## Task brief
Work through the data and report how many lines include the string "below", giving the number alone.

Stored records

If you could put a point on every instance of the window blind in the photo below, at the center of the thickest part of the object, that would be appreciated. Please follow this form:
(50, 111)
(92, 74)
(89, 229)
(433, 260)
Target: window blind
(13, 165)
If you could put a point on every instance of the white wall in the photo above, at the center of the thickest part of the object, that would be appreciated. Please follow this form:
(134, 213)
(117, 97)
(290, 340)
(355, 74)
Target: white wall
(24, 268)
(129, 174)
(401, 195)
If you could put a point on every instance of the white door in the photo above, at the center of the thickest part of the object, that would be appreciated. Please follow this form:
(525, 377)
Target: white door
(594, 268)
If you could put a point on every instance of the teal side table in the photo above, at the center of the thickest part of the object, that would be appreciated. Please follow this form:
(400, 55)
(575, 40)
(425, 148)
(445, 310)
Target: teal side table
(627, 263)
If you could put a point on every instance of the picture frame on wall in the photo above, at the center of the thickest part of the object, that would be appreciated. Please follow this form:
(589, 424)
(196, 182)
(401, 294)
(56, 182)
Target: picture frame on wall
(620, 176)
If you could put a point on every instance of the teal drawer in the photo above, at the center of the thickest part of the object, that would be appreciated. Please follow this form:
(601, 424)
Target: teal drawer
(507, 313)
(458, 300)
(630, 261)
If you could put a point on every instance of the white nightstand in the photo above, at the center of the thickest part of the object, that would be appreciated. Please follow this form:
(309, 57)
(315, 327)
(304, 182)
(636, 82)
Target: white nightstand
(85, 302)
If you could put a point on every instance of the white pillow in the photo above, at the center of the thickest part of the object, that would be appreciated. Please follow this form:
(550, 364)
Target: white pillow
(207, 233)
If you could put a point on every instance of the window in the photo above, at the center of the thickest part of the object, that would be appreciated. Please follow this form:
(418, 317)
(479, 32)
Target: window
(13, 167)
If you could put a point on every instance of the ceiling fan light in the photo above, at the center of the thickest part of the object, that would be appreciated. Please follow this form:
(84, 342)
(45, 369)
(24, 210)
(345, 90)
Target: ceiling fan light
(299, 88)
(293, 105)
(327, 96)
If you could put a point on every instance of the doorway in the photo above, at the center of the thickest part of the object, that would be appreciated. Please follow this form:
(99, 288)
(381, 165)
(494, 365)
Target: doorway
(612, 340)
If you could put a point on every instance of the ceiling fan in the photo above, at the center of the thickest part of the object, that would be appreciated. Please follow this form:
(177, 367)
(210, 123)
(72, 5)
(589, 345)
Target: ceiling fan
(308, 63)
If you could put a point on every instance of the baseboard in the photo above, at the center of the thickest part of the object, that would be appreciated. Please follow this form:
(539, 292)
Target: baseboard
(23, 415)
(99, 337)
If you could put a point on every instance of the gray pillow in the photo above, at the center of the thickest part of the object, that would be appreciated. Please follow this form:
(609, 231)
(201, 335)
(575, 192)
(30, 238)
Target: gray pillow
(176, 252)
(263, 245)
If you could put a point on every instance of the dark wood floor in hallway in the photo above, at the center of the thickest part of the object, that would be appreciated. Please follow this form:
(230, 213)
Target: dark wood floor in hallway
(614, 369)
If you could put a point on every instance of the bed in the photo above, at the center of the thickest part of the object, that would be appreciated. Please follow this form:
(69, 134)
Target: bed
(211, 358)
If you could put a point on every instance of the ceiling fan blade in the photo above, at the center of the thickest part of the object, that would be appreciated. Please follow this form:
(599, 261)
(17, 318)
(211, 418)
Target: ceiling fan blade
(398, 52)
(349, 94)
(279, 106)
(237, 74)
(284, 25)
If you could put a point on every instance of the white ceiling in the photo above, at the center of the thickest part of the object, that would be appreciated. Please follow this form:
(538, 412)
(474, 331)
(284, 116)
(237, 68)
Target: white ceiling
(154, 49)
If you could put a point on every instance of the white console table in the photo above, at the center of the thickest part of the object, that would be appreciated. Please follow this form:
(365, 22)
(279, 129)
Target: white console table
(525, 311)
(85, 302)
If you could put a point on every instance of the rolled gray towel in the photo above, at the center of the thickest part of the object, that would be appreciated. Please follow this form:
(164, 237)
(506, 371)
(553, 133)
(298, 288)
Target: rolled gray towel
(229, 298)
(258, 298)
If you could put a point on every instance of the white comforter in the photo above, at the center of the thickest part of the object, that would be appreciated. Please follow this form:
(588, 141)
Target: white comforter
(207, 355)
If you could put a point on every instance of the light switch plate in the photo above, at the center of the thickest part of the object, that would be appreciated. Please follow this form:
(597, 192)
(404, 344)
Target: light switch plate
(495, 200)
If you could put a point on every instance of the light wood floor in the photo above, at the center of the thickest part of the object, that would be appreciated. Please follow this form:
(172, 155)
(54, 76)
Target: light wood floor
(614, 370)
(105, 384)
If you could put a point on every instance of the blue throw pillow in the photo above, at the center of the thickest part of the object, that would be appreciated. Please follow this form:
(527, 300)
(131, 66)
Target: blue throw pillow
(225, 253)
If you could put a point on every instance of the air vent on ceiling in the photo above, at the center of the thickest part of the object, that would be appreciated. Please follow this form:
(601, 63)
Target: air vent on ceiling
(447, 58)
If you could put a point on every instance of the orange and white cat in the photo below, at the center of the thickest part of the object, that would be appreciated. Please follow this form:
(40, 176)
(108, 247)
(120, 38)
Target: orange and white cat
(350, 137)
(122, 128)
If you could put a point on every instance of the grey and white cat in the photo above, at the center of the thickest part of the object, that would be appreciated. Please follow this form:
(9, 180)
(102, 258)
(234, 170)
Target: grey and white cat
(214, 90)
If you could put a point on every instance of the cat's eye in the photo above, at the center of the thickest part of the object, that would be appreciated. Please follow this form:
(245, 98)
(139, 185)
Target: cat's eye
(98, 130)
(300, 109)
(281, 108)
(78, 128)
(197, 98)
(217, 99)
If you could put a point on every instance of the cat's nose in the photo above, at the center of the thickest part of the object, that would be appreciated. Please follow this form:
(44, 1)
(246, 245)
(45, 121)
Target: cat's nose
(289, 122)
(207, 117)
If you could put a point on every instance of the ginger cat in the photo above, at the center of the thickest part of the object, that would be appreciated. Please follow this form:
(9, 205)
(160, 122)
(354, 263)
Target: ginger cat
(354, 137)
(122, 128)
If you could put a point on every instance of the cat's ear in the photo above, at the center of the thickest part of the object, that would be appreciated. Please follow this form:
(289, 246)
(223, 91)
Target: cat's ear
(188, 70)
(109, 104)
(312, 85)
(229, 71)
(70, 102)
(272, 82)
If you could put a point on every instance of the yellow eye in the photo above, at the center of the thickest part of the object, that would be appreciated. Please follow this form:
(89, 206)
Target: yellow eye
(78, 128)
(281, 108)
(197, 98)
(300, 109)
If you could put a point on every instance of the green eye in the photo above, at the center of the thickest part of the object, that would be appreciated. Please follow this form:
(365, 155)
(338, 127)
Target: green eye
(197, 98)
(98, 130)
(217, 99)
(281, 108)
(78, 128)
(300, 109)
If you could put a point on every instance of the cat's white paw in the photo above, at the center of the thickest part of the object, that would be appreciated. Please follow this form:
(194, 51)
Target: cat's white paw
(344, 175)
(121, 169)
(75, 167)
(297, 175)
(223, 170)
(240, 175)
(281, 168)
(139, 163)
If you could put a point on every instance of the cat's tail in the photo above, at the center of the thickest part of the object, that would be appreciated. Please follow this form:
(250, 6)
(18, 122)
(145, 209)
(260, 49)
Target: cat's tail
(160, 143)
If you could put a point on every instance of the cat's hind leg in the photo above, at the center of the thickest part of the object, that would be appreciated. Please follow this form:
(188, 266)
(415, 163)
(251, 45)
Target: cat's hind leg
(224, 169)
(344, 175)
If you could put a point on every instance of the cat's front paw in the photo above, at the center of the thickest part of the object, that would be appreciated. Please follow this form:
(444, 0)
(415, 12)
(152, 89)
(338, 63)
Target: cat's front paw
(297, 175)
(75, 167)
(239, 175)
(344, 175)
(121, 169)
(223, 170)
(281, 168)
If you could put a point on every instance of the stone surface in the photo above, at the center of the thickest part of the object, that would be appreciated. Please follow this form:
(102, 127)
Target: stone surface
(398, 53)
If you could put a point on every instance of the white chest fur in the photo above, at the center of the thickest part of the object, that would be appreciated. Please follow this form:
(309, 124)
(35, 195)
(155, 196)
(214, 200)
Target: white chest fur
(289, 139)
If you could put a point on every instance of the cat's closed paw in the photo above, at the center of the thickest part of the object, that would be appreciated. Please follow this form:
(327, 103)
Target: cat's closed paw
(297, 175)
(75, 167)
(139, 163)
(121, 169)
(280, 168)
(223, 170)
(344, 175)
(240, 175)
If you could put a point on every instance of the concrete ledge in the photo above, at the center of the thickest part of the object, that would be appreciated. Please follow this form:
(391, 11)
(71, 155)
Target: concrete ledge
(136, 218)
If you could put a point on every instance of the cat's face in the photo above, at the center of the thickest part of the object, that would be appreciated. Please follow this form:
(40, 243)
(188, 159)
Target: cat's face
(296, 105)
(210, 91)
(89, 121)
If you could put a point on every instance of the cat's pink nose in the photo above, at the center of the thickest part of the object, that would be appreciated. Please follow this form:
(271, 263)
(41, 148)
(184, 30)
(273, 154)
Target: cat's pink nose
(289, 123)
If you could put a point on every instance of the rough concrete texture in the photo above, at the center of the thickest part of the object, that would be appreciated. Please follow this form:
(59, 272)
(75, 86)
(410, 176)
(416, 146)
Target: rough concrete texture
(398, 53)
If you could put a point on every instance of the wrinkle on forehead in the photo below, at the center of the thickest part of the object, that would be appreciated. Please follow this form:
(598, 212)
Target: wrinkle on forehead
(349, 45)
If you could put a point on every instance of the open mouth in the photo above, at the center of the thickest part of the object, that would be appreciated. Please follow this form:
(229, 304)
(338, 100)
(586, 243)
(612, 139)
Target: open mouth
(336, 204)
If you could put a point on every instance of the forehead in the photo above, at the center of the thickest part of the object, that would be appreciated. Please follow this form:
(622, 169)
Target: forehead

## Reply to the exercise
3